# THE TASK
A faithful copy without images is required: write out all the records exactly.

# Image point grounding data
- - - -
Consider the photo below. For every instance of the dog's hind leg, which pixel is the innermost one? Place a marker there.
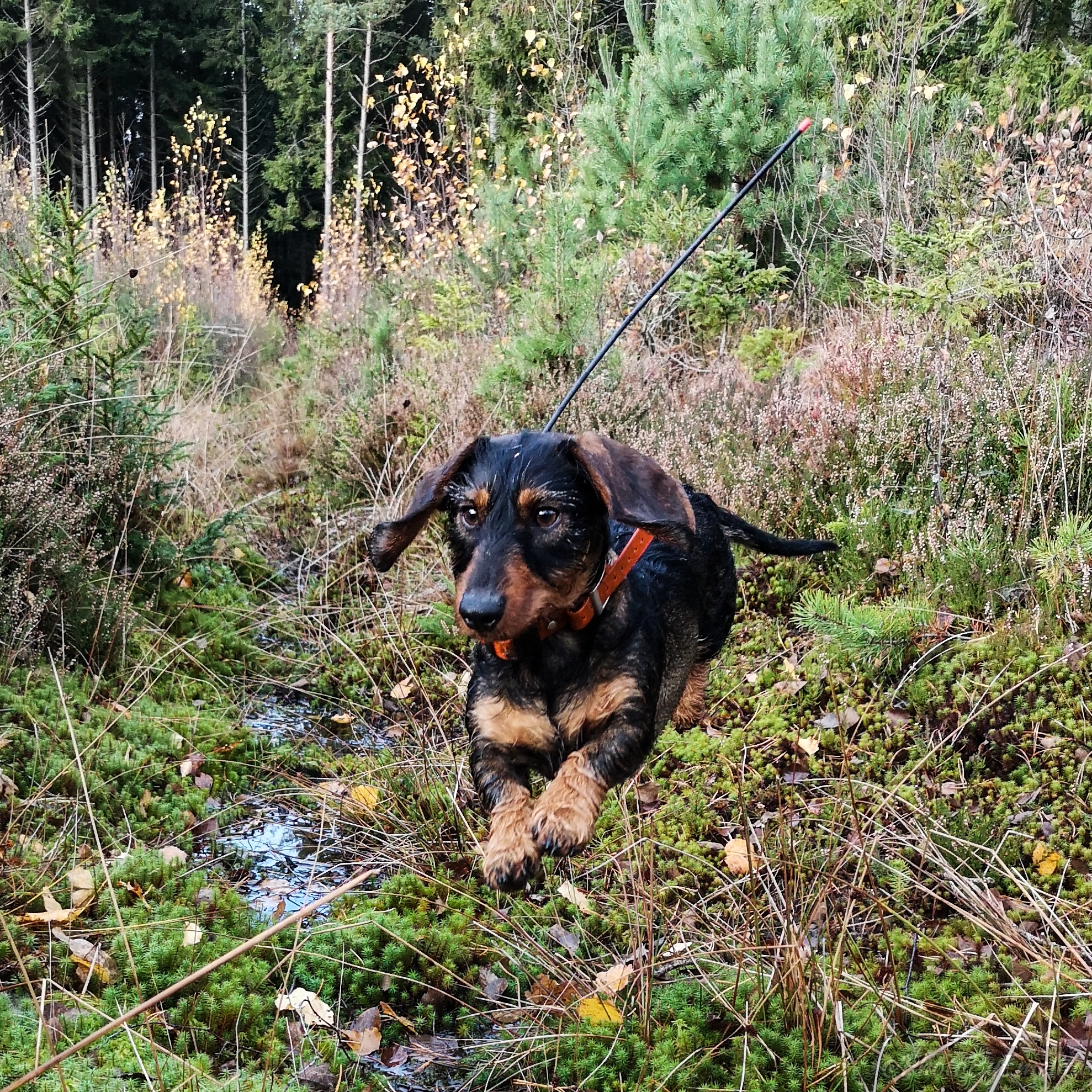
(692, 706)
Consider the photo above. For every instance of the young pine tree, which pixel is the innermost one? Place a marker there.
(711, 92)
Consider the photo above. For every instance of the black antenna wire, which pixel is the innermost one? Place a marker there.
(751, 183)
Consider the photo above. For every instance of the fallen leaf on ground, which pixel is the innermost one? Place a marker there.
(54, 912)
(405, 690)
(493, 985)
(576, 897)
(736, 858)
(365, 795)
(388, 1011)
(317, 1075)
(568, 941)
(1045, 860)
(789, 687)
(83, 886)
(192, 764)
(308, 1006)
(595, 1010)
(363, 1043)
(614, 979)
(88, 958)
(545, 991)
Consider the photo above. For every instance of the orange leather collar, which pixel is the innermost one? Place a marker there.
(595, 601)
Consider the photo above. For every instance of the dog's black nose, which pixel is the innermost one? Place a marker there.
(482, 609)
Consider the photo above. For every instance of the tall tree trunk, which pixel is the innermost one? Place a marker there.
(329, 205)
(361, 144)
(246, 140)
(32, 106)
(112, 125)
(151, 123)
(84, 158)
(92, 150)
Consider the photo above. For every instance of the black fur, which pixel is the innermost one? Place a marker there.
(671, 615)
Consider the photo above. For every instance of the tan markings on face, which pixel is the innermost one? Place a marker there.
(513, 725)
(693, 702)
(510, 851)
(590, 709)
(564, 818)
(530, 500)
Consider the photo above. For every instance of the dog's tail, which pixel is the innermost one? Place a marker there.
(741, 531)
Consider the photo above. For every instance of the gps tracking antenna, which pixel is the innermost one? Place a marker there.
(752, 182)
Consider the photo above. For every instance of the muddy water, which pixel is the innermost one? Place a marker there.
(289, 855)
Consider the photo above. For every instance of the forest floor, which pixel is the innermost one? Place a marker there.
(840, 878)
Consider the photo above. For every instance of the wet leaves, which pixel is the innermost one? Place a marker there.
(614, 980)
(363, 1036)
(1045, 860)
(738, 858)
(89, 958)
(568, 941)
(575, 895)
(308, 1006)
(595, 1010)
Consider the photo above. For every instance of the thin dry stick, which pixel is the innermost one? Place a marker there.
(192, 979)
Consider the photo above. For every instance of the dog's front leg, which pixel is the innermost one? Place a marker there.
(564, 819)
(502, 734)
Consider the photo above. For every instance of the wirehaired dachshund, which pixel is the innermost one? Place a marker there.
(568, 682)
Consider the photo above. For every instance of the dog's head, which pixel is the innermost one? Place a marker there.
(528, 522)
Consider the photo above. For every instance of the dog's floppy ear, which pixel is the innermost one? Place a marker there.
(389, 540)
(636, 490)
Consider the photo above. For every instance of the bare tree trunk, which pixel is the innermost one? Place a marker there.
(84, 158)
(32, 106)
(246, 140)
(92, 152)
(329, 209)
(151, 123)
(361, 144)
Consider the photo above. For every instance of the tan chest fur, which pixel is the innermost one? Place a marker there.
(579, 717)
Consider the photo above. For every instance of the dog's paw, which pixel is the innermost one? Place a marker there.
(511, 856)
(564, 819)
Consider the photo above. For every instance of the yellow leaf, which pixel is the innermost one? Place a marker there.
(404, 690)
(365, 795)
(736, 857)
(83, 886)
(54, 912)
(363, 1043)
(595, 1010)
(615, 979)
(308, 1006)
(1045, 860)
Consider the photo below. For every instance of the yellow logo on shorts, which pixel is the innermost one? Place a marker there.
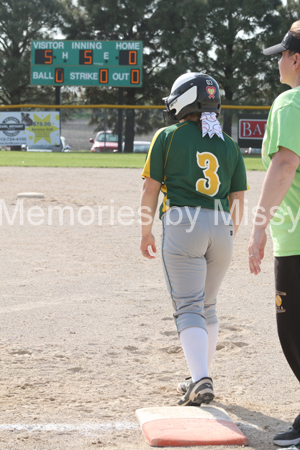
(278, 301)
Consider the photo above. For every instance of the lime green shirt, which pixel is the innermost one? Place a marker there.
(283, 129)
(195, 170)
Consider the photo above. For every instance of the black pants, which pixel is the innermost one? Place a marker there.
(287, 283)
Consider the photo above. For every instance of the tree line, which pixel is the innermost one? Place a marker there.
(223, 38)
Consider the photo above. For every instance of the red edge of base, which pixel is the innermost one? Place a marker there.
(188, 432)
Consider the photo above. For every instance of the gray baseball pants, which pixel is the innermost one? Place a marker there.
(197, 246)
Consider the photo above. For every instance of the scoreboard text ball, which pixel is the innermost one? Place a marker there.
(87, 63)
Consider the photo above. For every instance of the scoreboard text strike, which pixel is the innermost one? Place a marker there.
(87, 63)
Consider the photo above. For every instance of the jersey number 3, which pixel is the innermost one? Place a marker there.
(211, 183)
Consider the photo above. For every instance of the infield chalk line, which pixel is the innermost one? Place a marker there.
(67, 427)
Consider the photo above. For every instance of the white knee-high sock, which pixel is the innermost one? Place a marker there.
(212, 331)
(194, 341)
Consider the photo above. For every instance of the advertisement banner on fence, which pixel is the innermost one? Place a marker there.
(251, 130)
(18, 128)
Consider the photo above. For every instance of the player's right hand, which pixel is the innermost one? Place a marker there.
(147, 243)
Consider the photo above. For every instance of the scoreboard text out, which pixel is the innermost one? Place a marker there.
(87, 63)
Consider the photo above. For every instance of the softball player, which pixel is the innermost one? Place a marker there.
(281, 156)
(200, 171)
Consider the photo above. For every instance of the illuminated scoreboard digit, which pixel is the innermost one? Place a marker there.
- - - -
# EXPECTED OUTPUT
Consider the photo below. For every instance of the dog's hind leg, which pixel is the innermost one? Place a marker there.
(692, 706)
Consider the photo above. For every instance of the young pine tree, which pixel is the innermost one? Place a marker there.
(711, 92)
Consider the photo above. For every instance of the black antenna wire, which pixel is the innermost one? Place a marker there.
(751, 183)
Consider the photo above. For every instance of the fallen leaf on ground, which pixel is the innermost one? Place a marker there.
(54, 912)
(405, 690)
(493, 985)
(576, 897)
(736, 858)
(365, 795)
(388, 1011)
(317, 1075)
(568, 941)
(1045, 860)
(789, 687)
(83, 886)
(192, 764)
(308, 1006)
(595, 1010)
(363, 1043)
(614, 979)
(88, 958)
(545, 991)
Consider the photo above. For every instance of the orange leather collar, which pixel is the innermost one? Place a marker there.
(595, 601)
Consider the photo above. For every instance of the dog's black nose, which pixel is the innermost one? Place a marker there.
(482, 609)
Consider the photo above. For every instance of the tall tree trunk, which pixel is the innermost one? Place a marker there.
(329, 205)
(361, 144)
(246, 140)
(32, 106)
(112, 125)
(151, 123)
(84, 158)
(92, 150)
Consider the photo above. For every instance of the black fur, which pixel is the innermost one? Place a marker there.
(671, 615)
Consider the photo above. For every instance of the tan markings on face, which pixel is the innermost one? Place a marker there.
(513, 725)
(693, 702)
(510, 851)
(590, 709)
(564, 818)
(530, 500)
Consider the photo above. For every instance of the dog's tail, which pixel is the innermost one? Place a marker there.
(741, 531)
Consider the photo above. For every instance of the gps tracking antenna, which pixel is the innermost one? Place a marker there.
(752, 182)
Consider the photo above. For every instance of the muddy water, which pixel is the innermost one? Place a marker there.
(289, 855)
Consider the photo above. For every instance of the forest floor, which pixel is the innermost one? Place a marker there.
(840, 878)
Consider the photo above. For every instance of the wet leaves, which pixel is the innermost one? Place a marker there.
(614, 980)
(363, 1036)
(1045, 860)
(738, 858)
(89, 958)
(568, 941)
(575, 895)
(308, 1006)
(595, 1010)
Consider the photo above. For every instance of the thin dry stick, which pixel is the innermost one? Place a marker there.
(192, 979)
Consider the photo above. For every instance of the dog's front leg, which pixel is the innermost one? Place a marker there.
(564, 819)
(502, 734)
Consider the photo above. For every instance of the wirehaired dachshund, which pixel is the innermost one? Place a marker there.
(568, 682)
Consider the photo above. For every instance of the dog's head, which pixel is the innermost one? Place a marker there.
(528, 522)
Consider the photo above. For every instance of the dog's floppy ear, which pixel is the innermost one? Place a marker there.
(389, 540)
(636, 490)
Consider the photo above. For every instance of the bare tree trunk, which pixel is the innermost one? Place a marker there.
(84, 158)
(32, 106)
(246, 140)
(92, 152)
(329, 209)
(151, 123)
(361, 144)
Consider the photo above. For every instance of the tan chest fur, which pixel is the innermost one? Place a marker there.
(579, 717)
Consider the photo above. For every instance of the dog's paw, which pixel is the innermost one? Place a marker there.
(511, 856)
(564, 819)
Consider the photo above. For every instance of the yellow leaf, which pixel is the innermost one? Place a marker there.
(404, 690)
(365, 795)
(736, 857)
(83, 886)
(54, 912)
(363, 1043)
(595, 1010)
(615, 979)
(308, 1006)
(1045, 860)
Consider the photo below. For every instance of the yellow logo on shorts, which pixel is the innermost one? Place a marker there.
(278, 301)
Consider the photo above. For every instance of the lime green shirt, which pixel is the innermost one? Place a marker there.
(283, 129)
(195, 170)
Consider the photo above. For every instance of the black pants, which pixel is the innermost one? Place a marker there.
(287, 283)
Consider the photo above. For every instance of the tree line, which pixel is the innermost one? Place a marker there.
(223, 38)
Consider the photo above. For every instance of the red edge of base, which pixel is the innermost one? Place a marker there.
(188, 432)
Consider the photo above. For every instance of the gray baseball pants, which pixel is the innermost one? Place a marker there.
(197, 246)
Consider the photo above. For every instance of the scoreboard text ball, which pixel is the innermost one? Place a marker there.
(87, 63)
Consider the photo above. For every instance of the scoreboard text strike, which pixel is the innermost one? Place a marker there.
(87, 63)
Consider the photo above. For every instance of the jersey number 3, which pixel is the innermost one? Place a marker there.
(211, 183)
Consider the photo above. For every instance of the infield chalk line, which pixel is the innermost one? Place a marker there.
(67, 427)
Consider the photo above. For every instance of the white knee-high sock, which pixel is the innermost one? Place a marker there.
(212, 331)
(194, 341)
Consider the photo above. For every instance of the advertisement banner on fence, which pixel is the innermost one? Place a marker there.
(251, 130)
(18, 128)
Consider the photo above. For every instance of the player's right hand, which pixel is the innermost one? Place a marker there.
(147, 243)
Consider the photo above. For every instance of the scoreboard text out, which pixel is the innermost one? Place a marker there.
(87, 63)
Consider the photo above. For every instance of the softball player, which pixel is the innermost one? Place a marker there.
(281, 156)
(200, 171)
Consider the photo above. For every instance of the illuminated scoreboard digit, which pixel is the innermost one? Place a marker there.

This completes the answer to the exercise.